Basketball: Breakers chase Euro-based Issac Fotu, Tai Webster for next ANBL season

NZ Breakers owner Matt Walsh admits his Aussie NBL roster may look more like the Tall Blacks in a post-coronavirus landscape next summer.

Like all sports organisations, the Auckland-based franchise has had to cease most of its off-season activities during the Government-mandated lockdown, cancelling community events, but stopping short of staff cuts.

But Walsh told Newshub recruiting would continue relatively uninterrupted, although complicated by the pandemic's impact on other basketball leagues around the world.

One by-product of that mayhem may see the Breakers chase European-based Tall Blacks Isaac Fotu and Tai Webster hard for a more homegrown roster in 2020/21.

"We're preparing for a scenario that imports are very late to get here, so we're working really hard to recruit some of these Kiwi guys who have come back from Europe - high level guys like Isaac Fotu and Tai Webster," says Walsh.

"There is a scenario where our team looks more like a Tall Blacks team than a Breakers team than ever before next year, which is exciting in its own right."

If anything, since taking over the Breakers, Walsh and his ownership group have moved away from that nationalistic influence, cutting ties with then-NZ coach Paul Henare and captain Mika Vukona, along with several other key members of the NZ team.

■ ■ ■ ■ ■

_REQUIRED WORK_
**A)** List the full names of all the people mentioned in the Breakers recruiting article.
**B)** Write the next part of the article on the Breakers' roster plans, picking up after its final sentence.
The lines that follow come from a separate source, unrelated to the Breakers article.

_MATERIAL PROVIDED_
■ ■ ■ ■ ■

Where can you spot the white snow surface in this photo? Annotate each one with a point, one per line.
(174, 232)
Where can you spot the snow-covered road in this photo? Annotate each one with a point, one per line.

■ ■ ■ ■ ■

_ANSWER LIST_
**A)** Matt Walsh, Isaac Fotu, Tai Webster, Paul Henare, Mika Vukona

**B)**
But those remaining - forwards Tom Abercrombie and Finn Delany, centre Rob Loe - played key roles in the club's late run at ANBL playoffs this year, with an 11-win three-loss finish. 

Forward Fotu spent last season with Universo Treviso in Italy, after earlier stints in Spain and Germany. Guard Webster played for Turkish club Galatasaray and in Germany before that.

Both served as Breakers development players, before embarking on US college careers, and while their overseas contracts may have been more lucrative than staying home, Europe may not seem so hospitable in the wake of coronavirus.

Last month, Fotu told Newshub of his life in the virus red zone: "It's a weird, surreal feeling."

After finishing 19th at last year's Basketball World Cup in China, the Tall Blacks still have an outside chance of qualifying for the Tokyo Olympics, but must overcome world No.5 Serbia - among others - in Serbia next year.